Alister Farquhar Matheson writing in 2014, but with no quoted source gives more details of the battle. According to Matheson, the Earl of Huntly, who was James IV of Scotland's commander in the north, called on his deputy, Sir William Munro of Foulis to lead a punitive expedition against the rebel MacDonalds of Lochalsh. The Mackays of Strathnaver demonstrating their loyalty to the king, joined Sir William Munro's force. There is also a tradition that the Clan Sutherland contributed a regiment as the Earl of Huntly's son, Adam was married to Elizabeth, the heiress to the earldom of Sutherland. Ewen Cameron, chief of Clan Cameron was hereditary constable of Strome Castle on behalf of the MacDonalds and he gathered a force to protect the lands of MacDonald of Lochalsh. Matheson tradition is that one of Cameron's officers was Alasdair MacRuairidh, chieftain of the Clan Matheson North who crossed the narrows of Loch Carron with men from Fernaig and Strathascaig and joined the gathering of armed rebels. Cameron marched to the eastern borders of Lochcarron, at Achnashellach where the valley of Carron begins to narrow into Glen Carron which is steeper sided. At this location he laid an ambush to such good effect that William Munro's army was put to flight and Munro himself was slain in the action. This defeat was however only a temporary set back for Huntly's campaign and soon Strome Castle's garrison was forced to surrender.

● **Source data**:
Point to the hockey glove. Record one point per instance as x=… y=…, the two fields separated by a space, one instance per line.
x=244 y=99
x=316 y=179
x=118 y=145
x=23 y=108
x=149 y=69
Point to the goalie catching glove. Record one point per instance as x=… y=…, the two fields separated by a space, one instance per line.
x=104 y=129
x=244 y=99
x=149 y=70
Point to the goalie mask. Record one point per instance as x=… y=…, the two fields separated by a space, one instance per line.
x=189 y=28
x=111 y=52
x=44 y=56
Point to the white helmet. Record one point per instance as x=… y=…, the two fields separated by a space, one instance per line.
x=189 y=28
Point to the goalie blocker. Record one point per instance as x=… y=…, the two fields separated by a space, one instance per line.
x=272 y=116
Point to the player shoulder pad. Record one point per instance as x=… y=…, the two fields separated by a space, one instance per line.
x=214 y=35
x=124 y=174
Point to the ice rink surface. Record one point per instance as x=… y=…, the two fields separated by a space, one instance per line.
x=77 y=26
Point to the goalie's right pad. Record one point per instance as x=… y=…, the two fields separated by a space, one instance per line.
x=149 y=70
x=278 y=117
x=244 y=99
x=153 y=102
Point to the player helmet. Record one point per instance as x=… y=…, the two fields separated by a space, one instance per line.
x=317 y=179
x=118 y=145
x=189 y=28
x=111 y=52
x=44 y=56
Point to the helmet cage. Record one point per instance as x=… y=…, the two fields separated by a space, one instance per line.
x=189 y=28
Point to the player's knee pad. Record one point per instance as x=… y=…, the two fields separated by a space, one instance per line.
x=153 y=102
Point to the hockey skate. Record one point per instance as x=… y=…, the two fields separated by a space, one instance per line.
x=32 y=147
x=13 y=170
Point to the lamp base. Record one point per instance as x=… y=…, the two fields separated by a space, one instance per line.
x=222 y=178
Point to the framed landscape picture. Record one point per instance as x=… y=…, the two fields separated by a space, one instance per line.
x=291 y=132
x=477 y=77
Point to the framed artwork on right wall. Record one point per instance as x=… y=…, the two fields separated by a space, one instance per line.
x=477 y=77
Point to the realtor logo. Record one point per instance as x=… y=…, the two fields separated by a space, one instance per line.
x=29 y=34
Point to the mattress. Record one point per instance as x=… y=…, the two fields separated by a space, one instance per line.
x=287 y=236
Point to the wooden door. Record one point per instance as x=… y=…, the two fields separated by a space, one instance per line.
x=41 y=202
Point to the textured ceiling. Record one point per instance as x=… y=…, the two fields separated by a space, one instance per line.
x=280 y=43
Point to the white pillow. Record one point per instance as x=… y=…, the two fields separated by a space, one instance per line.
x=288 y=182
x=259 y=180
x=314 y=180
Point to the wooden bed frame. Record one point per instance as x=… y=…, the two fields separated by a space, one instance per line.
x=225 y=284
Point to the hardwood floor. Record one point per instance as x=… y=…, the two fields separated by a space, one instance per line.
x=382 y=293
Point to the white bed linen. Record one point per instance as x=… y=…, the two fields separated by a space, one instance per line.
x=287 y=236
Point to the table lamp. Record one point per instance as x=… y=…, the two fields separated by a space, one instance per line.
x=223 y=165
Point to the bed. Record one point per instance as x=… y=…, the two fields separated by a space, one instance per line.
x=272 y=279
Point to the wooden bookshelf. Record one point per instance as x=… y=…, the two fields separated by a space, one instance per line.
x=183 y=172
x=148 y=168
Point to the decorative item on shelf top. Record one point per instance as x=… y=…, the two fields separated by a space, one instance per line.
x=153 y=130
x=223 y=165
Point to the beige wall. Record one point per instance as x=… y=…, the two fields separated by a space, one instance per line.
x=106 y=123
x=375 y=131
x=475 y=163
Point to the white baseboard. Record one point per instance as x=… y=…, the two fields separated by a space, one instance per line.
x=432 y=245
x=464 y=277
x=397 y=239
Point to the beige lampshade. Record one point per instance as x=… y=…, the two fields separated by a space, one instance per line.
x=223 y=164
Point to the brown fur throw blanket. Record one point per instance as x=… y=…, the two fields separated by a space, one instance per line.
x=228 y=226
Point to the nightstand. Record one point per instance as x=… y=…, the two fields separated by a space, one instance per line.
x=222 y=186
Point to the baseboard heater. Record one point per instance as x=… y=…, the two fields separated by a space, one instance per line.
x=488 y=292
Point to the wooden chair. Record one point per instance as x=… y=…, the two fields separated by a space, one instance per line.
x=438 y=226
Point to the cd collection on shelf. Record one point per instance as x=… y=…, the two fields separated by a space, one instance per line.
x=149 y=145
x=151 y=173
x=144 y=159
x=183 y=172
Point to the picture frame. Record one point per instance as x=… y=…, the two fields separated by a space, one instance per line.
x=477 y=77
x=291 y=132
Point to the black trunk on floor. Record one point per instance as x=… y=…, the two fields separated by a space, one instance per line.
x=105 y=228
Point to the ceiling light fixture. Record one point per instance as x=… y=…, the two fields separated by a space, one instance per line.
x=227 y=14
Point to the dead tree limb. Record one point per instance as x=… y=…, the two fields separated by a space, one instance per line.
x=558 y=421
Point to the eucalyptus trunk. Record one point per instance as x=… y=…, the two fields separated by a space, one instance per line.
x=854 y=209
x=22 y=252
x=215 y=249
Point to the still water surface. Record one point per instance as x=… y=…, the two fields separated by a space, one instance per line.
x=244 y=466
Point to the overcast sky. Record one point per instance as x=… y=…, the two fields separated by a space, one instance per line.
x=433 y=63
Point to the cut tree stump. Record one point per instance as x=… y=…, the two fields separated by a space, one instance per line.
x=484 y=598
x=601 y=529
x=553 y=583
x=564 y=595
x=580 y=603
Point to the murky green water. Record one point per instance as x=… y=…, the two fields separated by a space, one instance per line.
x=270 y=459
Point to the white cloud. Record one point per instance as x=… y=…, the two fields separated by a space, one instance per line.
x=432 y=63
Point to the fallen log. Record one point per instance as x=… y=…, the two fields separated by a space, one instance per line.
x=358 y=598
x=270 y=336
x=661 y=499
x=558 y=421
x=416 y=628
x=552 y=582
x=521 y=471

● **Exercise goal**:
In the account of the battle, who held the post of hereditary constable of Strome Castle on behalf of the MacDonalds?

● **Output below**:
Ewen Cameron, chief of Clan Cameron.